# Stated task
Copy out, exactly as written, only the line containing "Guideline: the keypoint for each instance of the neck" and the lines after it through the end of the records.

Extracted data entries
* * * *
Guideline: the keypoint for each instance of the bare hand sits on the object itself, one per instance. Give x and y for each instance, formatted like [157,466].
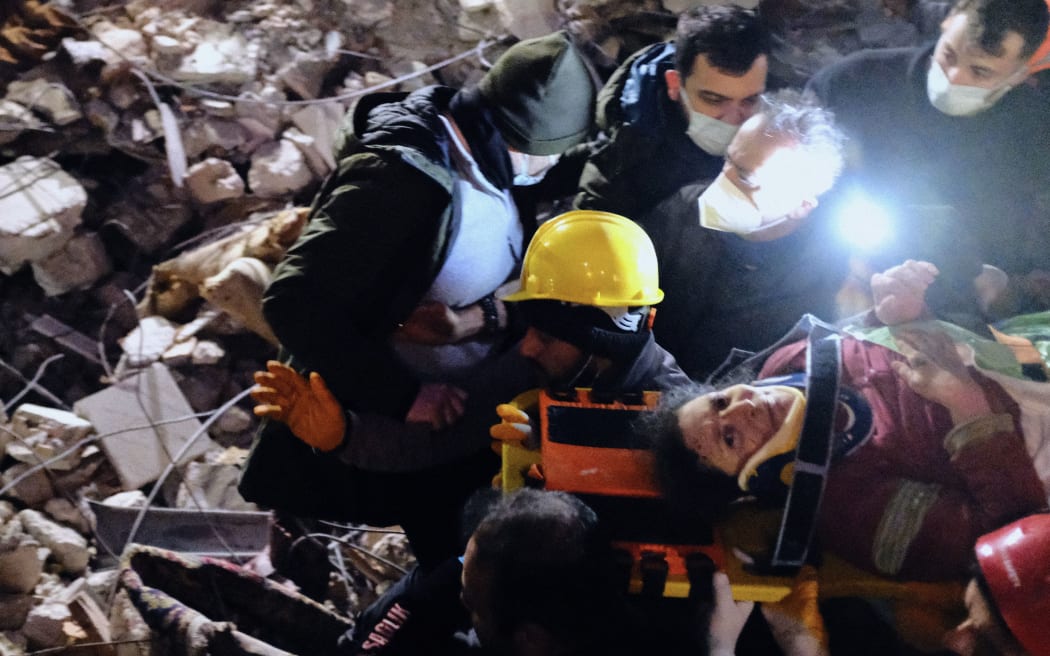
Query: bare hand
[936,372]
[727,618]
[900,292]
[437,404]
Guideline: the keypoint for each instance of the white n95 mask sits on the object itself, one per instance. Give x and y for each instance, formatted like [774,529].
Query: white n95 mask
[530,169]
[710,134]
[959,100]
[725,207]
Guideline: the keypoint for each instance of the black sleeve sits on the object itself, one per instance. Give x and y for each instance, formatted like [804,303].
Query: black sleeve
[420,614]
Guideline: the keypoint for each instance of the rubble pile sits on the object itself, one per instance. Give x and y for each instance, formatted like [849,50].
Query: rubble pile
[155,162]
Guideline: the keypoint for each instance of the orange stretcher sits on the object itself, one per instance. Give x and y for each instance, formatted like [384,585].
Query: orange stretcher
[588,448]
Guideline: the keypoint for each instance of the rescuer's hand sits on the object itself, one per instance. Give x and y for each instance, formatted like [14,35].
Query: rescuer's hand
[900,292]
[309,408]
[795,620]
[515,427]
[727,618]
[936,371]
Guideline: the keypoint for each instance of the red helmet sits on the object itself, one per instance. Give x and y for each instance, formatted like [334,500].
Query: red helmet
[1015,563]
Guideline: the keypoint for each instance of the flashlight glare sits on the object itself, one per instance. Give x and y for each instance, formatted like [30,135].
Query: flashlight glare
[864,224]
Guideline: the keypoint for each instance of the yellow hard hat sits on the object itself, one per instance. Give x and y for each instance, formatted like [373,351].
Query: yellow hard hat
[591,258]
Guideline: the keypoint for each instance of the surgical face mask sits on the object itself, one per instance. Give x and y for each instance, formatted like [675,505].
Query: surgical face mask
[725,207]
[710,134]
[530,169]
[959,100]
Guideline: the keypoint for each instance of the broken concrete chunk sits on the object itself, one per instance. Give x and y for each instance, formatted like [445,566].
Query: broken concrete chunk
[43,450]
[15,119]
[214,180]
[148,340]
[45,627]
[68,548]
[84,53]
[21,558]
[214,134]
[211,487]
[321,122]
[306,72]
[130,499]
[51,99]
[234,420]
[181,353]
[121,43]
[237,290]
[528,18]
[219,59]
[144,420]
[207,353]
[77,266]
[60,424]
[64,511]
[309,148]
[37,216]
[278,169]
[21,563]
[14,610]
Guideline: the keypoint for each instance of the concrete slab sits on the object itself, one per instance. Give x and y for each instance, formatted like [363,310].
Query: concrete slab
[144,421]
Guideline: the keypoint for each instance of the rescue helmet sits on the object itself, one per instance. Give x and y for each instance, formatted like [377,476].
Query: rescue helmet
[590,258]
[1015,564]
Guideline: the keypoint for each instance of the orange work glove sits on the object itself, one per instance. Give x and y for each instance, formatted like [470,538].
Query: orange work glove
[515,427]
[309,408]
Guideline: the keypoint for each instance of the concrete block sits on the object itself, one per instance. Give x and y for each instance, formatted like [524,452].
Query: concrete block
[144,421]
[68,548]
[38,216]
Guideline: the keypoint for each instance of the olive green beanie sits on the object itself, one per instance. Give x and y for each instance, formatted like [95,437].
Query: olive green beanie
[541,94]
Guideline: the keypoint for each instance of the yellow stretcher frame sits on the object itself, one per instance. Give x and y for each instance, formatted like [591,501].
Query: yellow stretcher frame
[748,530]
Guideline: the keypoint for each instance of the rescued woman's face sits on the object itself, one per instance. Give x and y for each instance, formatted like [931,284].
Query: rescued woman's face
[726,428]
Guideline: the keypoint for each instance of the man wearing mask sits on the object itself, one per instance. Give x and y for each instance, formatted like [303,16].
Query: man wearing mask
[390,293]
[670,110]
[587,283]
[739,260]
[957,123]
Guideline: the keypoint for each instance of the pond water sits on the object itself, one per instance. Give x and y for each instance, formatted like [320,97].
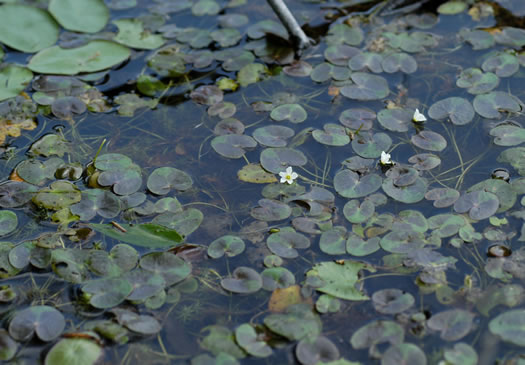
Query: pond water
[179,187]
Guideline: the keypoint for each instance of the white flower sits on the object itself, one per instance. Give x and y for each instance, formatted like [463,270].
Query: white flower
[419,117]
[288,176]
[385,158]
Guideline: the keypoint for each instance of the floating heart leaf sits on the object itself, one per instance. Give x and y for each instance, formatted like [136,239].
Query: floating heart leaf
[244,281]
[367,87]
[44,321]
[38,31]
[232,145]
[457,109]
[489,105]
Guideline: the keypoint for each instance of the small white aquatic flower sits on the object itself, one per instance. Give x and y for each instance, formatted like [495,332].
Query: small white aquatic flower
[288,176]
[385,158]
[419,117]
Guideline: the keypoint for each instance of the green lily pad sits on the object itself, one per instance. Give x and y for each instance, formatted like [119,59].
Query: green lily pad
[366,61]
[332,135]
[366,87]
[226,245]
[318,350]
[368,145]
[273,135]
[502,64]
[350,184]
[508,135]
[284,243]
[392,301]
[144,235]
[490,105]
[44,321]
[74,350]
[246,337]
[339,280]
[396,120]
[276,160]
[8,222]
[405,194]
[453,324]
[96,201]
[406,353]
[429,140]
[107,292]
[296,323]
[95,56]
[395,62]
[88,16]
[232,145]
[14,80]
[480,204]
[27,28]
[184,222]
[292,112]
[58,195]
[163,179]
[243,280]
[476,81]
[458,110]
[131,33]
[510,326]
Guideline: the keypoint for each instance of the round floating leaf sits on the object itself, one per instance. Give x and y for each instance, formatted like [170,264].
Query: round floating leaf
[273,135]
[96,201]
[79,351]
[284,243]
[357,118]
[405,194]
[95,56]
[429,140]
[510,326]
[508,135]
[453,324]
[395,62]
[163,179]
[8,222]
[404,353]
[356,212]
[314,351]
[244,281]
[27,28]
[489,105]
[58,195]
[396,120]
[226,245]
[357,246]
[392,301]
[502,64]
[131,33]
[350,184]
[457,109]
[480,204]
[13,79]
[276,160]
[366,60]
[332,135]
[89,16]
[271,210]
[232,145]
[476,81]
[292,112]
[47,322]
[443,197]
[366,87]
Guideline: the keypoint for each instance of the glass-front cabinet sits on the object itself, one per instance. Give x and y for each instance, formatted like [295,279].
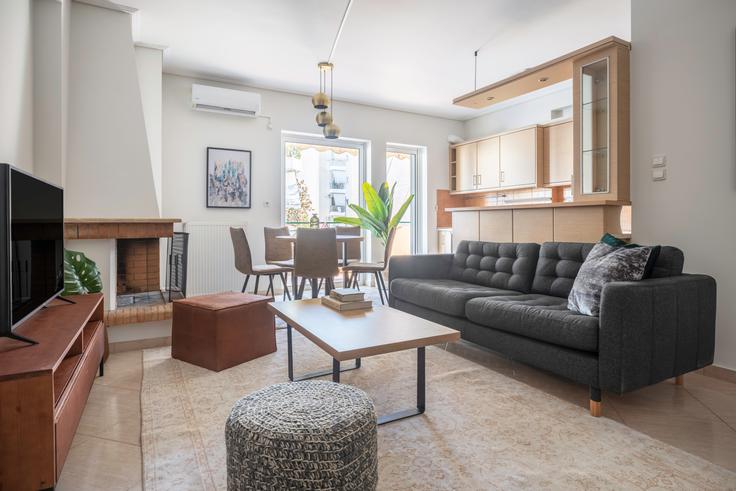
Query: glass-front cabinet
[594,127]
[601,129]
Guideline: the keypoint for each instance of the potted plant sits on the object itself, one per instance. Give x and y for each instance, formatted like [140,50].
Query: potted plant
[376,216]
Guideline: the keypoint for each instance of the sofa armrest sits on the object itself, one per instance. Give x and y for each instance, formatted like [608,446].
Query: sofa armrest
[655,329]
[424,266]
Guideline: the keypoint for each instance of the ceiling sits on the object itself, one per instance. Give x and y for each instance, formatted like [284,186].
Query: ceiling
[411,55]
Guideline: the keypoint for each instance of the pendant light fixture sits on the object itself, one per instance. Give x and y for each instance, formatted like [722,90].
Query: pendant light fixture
[321,101]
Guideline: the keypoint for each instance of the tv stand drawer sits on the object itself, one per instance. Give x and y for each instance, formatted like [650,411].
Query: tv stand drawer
[73,401]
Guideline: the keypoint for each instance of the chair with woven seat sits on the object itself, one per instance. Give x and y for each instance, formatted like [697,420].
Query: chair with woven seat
[315,258]
[376,269]
[244,264]
[279,252]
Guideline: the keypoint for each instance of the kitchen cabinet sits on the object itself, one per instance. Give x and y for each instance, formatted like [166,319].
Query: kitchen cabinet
[520,158]
[466,166]
[558,154]
[488,172]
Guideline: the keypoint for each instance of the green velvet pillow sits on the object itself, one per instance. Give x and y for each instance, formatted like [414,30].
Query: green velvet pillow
[609,239]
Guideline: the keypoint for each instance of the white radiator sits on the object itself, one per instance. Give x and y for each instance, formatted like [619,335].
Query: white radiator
[210,262]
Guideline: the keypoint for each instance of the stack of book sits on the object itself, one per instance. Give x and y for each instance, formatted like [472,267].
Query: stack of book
[343,299]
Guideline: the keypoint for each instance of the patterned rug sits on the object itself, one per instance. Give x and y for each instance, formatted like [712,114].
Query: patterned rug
[482,430]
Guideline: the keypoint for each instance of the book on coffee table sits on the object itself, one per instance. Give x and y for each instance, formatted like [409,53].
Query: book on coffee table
[347,295]
[341,306]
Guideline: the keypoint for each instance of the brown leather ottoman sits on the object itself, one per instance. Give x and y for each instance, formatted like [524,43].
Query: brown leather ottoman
[222,330]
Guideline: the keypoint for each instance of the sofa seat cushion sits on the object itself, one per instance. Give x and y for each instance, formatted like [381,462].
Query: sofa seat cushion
[446,296]
[542,317]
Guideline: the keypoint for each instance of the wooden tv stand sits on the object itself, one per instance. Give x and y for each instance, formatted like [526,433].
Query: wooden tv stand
[44,388]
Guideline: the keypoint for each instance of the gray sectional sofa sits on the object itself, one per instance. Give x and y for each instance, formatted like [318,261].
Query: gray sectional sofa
[512,299]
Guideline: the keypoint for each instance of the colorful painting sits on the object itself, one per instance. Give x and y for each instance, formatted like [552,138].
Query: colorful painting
[228,178]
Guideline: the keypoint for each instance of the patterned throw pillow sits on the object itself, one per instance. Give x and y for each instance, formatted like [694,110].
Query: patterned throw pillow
[604,264]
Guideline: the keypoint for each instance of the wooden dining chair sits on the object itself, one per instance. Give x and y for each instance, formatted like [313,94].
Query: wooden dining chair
[353,247]
[279,252]
[244,264]
[315,258]
[377,269]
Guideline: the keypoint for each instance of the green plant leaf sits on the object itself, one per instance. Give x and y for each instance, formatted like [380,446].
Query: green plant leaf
[81,274]
[397,218]
[383,192]
[374,204]
[369,222]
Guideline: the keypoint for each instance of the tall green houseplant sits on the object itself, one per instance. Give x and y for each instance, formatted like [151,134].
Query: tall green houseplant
[376,216]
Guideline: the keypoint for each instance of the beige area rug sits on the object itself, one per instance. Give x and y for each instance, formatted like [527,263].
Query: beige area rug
[481,430]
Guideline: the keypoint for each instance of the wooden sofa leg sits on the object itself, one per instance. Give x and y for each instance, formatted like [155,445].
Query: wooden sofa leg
[595,402]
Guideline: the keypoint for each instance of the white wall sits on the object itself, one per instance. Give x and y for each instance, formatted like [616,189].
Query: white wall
[533,110]
[187,134]
[149,63]
[16,83]
[48,116]
[109,171]
[683,61]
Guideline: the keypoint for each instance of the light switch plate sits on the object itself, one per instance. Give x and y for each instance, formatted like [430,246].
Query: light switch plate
[659,174]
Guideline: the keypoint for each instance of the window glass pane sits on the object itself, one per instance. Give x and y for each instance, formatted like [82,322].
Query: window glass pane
[401,169]
[321,179]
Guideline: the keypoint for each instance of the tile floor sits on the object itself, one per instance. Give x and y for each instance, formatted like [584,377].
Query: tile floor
[699,417]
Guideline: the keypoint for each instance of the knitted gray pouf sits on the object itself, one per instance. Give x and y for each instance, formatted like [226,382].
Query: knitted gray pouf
[302,435]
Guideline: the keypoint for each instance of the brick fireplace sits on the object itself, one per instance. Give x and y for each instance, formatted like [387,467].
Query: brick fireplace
[133,285]
[138,266]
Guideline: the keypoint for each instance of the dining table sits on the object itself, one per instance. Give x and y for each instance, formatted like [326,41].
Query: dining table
[344,240]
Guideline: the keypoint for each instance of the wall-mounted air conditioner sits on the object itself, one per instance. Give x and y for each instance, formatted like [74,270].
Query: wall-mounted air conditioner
[226,101]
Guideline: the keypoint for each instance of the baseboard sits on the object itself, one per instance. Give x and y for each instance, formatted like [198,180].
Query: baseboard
[139,344]
[720,373]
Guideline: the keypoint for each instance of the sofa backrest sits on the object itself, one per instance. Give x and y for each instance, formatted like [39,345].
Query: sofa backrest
[559,263]
[509,266]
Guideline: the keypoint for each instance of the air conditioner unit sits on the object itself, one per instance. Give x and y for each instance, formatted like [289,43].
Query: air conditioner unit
[226,101]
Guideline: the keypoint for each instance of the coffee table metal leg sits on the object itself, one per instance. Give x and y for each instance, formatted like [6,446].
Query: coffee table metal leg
[421,402]
[336,371]
[290,363]
[320,373]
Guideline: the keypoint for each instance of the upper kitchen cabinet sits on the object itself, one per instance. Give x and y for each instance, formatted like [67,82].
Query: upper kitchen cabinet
[558,154]
[601,124]
[520,158]
[489,170]
[466,157]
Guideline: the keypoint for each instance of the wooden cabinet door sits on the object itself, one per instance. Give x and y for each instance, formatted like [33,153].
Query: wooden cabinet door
[488,164]
[464,227]
[518,159]
[558,154]
[465,166]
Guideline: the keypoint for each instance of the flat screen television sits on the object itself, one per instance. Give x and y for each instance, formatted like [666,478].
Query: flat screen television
[31,246]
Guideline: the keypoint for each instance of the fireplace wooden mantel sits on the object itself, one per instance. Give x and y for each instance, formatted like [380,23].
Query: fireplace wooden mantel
[118,228]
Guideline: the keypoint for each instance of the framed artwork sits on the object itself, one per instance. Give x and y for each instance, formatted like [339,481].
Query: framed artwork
[228,178]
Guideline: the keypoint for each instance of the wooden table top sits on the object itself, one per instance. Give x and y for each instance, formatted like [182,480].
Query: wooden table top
[340,238]
[361,333]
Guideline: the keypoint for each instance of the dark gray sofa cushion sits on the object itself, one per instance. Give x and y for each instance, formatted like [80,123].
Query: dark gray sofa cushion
[446,296]
[507,266]
[558,266]
[669,262]
[542,317]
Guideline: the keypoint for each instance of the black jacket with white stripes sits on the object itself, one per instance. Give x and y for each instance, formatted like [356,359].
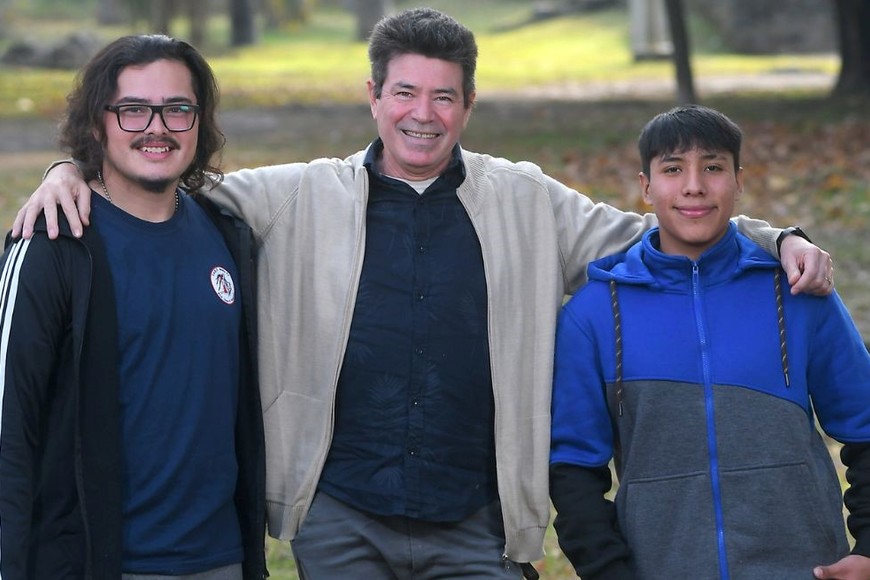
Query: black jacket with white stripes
[60,452]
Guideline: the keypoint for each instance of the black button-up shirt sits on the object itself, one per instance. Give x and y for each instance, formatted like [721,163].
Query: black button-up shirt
[414,409]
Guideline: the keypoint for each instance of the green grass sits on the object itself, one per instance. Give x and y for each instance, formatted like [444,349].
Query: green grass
[322,62]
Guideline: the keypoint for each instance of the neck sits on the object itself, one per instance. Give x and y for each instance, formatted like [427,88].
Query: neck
[138,202]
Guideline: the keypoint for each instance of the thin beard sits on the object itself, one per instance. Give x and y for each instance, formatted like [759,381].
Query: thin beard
[155,185]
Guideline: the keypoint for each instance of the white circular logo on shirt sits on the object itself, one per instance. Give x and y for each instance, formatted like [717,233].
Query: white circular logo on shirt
[223,284]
* * * *
# Solution below
Guideline: the keypoint for each instance of the neck sits on the object itself, one per instance. Give x and y for each instance, formatted like [427,88].
Query: neck
[138,202]
Guideline: the keypoint for each instance of the thin beard sits on the object itself, one per instance. Give x and y for each instance, formatted like [759,381].
Query: thin beard
[155,185]
Guideline: the keypoint for each instance of the white circular logo on shirt sits on the object itself, one per instance. Give x and y for each instance, formatted like [717,233].
Query: white circular logo on shirt
[223,284]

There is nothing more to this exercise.